PROVIDED TEXT:
************
Affirming nonlinear optical coefficient constancy from z-scan measurement
Optical nonlinear effects such as nonlinear refraction, multi-photon absorption and saturation absorption have been widely exploited in applications of fluorescence spectroscopy, optical pulse metrology, pulse shaping, mode-locked lasers, optical limiting, and all-optical switches. The characterization of nonlinear optical coefficients is a very important task for the evaluation and selection of suitable optical materials.
Since its invention in 1989, the z-scan technique has been widely used in investigation of nonlinear optical materials, with nonlinear optical coefficients obtained by fitting the experimental data with the Sheik-Bahae's model. However, in many z-scan measurements using femtosecond pulsed lasers, poor fitting has been quite commonly encountered in accompany with large deviation between theoretical curves and experimental data. Furthermore, there is a lack of consistency among the nonlinear parameters extracted from the same substance in different reports. Due to ignorance of the prerequisite for the theoretical model, the fitting results are severely affected by experimental conditions. According to common sense in physics, nonlinear optical coefficients are intrinsic properties of materials and must be independent of experimental conditions.
Recently, the research group led by Prof. Ting Mei from the Key Laboratory of Space Applied Physics and Chemistry, Ministry of Education, and Shaanxi Key Laboratory of Optical Information Technology, Northwestern Polytechnical University studied the issue of the consistency of the nonlinear optical coefficients in z-scan measurement. A new model was developed based on Gaussian beams propagation through a nonlinear medium and Fresnel-Kirchoff diffraction integration. Highly consistent nonlinear optical coefficients were obtained for samples with different thicknesses under different radiation intensities. The research results are published in Chinese Optics Letters, Vol. 18, Issue 7, 2020 (Shijia Hua, Kang Du, Heng Wang, et al. Affirming nonlinear optical coefficient constancy from z-scan measurement[J]. Chinese Optics Letters, 2020, 18(7): 071903).
************
QUESTIONS ON THE MATERIAL:
A – Answer these from the z-scan text:
(i) In what year was the z-scan technique invented?
(ii) What two things was the new model based on?
(iii) In which volume and issue of Chinese Optics Letters were the results published?
B – Reproduce the z-scan text verbatim, starting at "Since its invention" and ending at "of experimental conditions.".
C – Summarize the z-scan text in two sentences.
Ignore the rows that follow this text; they have nothing to do with the work here.
************
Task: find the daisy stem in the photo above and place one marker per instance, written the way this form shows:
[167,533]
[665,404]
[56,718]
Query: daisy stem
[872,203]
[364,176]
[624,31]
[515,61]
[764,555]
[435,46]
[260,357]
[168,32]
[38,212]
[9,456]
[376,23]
************
ANSWER SET:
A –
(i) 1989
(ii) Gaussian beams propagation through a nonlinear medium and Fresnel-Kirchoff diffraction integration
(iii) Vol. 18, Issue 7, 2020

B –
Since its invention in 1989, the z-scan technique has been widely used in investigation of nonlinear optical materials, with nonlinear optical coefficients obtained by fitting the experimental data with the Sheik-Bahae's model. However, in many z-scan measurements using femtosecond pulsed lasers, poor fitting has been quite commonly encountered in accompany with large deviation between theoretical curves and experimental data. Furthermore, there is a lack of consistency among the nonlinear parameters extracted from the same substance in different reports. Due to ignorance of the prerequisite for the theoretical model, the fitting results are severely affected by experimental conditions. According to common sense in physics, nonlinear optical coefficients are intrinsic properties of materials and must be independent of experimental conditions.

C – Z-scan measurements with femtosecond pulsed lasers often show poor fitting to Sheik-Bahae's model, and different reports extract inconsistent nonlinear parameters from the same substance, even though nonlinear optical coefficients are intrinsic material properties. Prof. Ting Mei's group at Northwestern Polytechnical University developed a new model based on Gaussian beam propagation and Fresnel-Kirchoff diffraction integration, obtaining highly consistent coefficients for samples of different thicknesses under different radiation intensities.